▶ **Excerto selecionado**:

Quarenta anos após o 25 de Abril, evoca-se um acontecimento histórico que constitui um momento de referência, nas lutas de resistência colectiva contra a ditadura salazarista. Trata-se do levantamento popular ocorrido na vila do Barreiro, no dia 28 de Julho de 1943, que culmina um movimento grevista iniciado dias antes. Para o sufocar, a vila é tomada de assalto por forças da GNR, Polícia e Exército, no intuito de impedir os trabalhadores da CUF de prosseguir a greve de braços caídos, que haviam encetado.
A pretexto da falta de matérias-primas e combustíveis, os “balões” da CUF no Barreiro sucediam-se, atingindo indiscriminadamente toda a massa operária e não apenas “o pessoal adventício”. Só no início de 1943 a CUF despedira cerca de 500 operários e baixara salários. Ao invés, o império de Alfredo da Silva e sua família crescia, enquanto a pobreza extrema lavrava entre a população. Por essa altura, os sintomas da crise do país reflectiam-se no grande número de desempregados, vivendo-se então no Barreiro um clima de agitação crescente.
O colaboracionismo de Salazar com os regimes nazi-fascistas, facilitando o envio de grande parte dos géneros essenciais subtraídos ao mercado nacional, agudizou a situação, provocando mais fome e miséria, potenciando o clima de revolta social.

▶ **Descrição da tarefa**: Retome o excerto sobre o levantamento popular do Barreiro em 1943 e dê-lhe continuidade a partir da última frase apresentada.

▶ **Dados armazenados**:
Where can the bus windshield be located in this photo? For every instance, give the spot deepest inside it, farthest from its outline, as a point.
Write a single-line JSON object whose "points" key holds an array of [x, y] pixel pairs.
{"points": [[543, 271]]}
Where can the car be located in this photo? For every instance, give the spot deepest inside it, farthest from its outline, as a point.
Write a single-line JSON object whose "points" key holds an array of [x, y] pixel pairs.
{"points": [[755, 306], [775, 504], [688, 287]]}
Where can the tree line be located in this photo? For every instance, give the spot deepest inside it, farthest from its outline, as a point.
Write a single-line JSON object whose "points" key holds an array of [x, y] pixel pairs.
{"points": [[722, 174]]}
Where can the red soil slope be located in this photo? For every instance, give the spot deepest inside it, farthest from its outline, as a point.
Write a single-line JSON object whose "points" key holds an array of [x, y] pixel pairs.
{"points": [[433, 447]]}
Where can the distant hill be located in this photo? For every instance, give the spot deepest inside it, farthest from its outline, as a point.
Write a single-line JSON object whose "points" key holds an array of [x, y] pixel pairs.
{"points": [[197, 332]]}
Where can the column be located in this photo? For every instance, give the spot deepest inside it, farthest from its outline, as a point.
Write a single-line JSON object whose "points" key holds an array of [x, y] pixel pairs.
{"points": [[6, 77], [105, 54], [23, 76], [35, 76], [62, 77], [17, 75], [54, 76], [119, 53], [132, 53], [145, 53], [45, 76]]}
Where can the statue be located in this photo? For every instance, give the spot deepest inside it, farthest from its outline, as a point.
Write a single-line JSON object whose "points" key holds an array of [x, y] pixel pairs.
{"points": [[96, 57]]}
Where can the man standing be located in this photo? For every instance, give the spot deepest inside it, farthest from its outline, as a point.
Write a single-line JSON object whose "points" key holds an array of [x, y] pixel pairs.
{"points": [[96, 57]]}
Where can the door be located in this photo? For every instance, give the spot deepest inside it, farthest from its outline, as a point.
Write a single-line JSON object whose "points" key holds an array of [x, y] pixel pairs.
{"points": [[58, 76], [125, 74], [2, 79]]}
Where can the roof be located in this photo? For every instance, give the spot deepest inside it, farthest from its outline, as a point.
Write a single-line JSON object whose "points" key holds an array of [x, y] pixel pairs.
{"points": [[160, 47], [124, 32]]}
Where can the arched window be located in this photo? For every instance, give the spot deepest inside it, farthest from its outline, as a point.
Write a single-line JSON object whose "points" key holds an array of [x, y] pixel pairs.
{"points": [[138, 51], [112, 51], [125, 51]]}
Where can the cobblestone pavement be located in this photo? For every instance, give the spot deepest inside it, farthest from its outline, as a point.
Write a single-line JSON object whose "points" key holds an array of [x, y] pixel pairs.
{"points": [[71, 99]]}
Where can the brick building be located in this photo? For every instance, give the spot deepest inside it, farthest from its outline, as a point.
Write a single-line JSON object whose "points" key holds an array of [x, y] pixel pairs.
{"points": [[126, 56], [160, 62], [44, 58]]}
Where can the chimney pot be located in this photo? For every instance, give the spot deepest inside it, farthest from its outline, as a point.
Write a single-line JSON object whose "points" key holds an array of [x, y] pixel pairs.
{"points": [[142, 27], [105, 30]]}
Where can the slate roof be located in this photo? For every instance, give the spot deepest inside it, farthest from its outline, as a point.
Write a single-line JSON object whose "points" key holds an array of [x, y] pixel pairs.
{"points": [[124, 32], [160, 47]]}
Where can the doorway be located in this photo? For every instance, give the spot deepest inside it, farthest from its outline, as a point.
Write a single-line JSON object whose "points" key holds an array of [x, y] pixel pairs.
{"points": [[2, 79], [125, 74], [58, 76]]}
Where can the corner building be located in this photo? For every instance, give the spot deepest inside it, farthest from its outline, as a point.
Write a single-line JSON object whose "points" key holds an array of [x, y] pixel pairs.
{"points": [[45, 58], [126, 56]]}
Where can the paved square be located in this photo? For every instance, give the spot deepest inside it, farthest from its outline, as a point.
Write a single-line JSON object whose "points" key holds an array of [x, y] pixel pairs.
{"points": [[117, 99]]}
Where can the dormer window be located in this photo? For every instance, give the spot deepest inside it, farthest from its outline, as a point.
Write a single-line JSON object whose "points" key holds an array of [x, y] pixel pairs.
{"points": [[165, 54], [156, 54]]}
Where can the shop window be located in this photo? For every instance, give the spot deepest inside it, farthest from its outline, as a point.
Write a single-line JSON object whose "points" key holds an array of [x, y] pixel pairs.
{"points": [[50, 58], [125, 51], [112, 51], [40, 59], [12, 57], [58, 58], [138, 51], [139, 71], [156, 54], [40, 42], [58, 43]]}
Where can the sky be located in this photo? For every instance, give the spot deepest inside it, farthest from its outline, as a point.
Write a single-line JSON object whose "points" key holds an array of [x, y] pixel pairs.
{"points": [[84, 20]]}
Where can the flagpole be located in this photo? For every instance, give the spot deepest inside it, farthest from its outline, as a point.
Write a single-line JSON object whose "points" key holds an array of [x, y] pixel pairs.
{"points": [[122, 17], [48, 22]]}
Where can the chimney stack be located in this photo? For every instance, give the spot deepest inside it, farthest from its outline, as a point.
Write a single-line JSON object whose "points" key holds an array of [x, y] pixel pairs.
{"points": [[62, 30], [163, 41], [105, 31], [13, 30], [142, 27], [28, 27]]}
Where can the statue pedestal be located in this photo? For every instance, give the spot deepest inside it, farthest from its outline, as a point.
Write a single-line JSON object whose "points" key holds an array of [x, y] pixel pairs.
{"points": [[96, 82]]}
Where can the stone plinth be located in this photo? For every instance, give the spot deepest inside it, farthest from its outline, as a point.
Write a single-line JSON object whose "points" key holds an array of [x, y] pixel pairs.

▶ **Resultado do exercício**:
Esta situação coincide, com a reorganização interna do PCP – em curso desde 1940/41 já com Álvaro Cunhal na direcção do Partido – que começa a ganhar maior capacidade de organização e condução das lutas de massas, intensificadas no final de 1942 na região de Lisboa. Tal facto suscita uma questão, que é: importaria conhecer com mais detalhe, qual a participação do futuro Secretário-geral comunista na preparação deste movimento, sabendo-se que, naquela época, estava em contacto com elementos da organização local do Barreiro.
Quando a 21 de Julho de 1943 o Partido Comunista lança um manifesto, apelando a “formas superiores de luta”, vai ao pleno encontro do sentimento da população do Barreiro. Segundo o jornal Avante!, as paralisações começaram por volta do dia 26 de Julho e o movimento foi crescendo, com a entrada em greve de empresas como a CUF, no dia 27, onde os operários ocupavam ordeiramente os locais de trabalho, mas em greve de braços caídos. Ao terceiro dia do movimento, 28 de Julho de 1943, a greve estendera-se a Lisboa prosseguindo no Barreiro, Almada, Seixal e Amora.
«As decididas mulheres barreirenses»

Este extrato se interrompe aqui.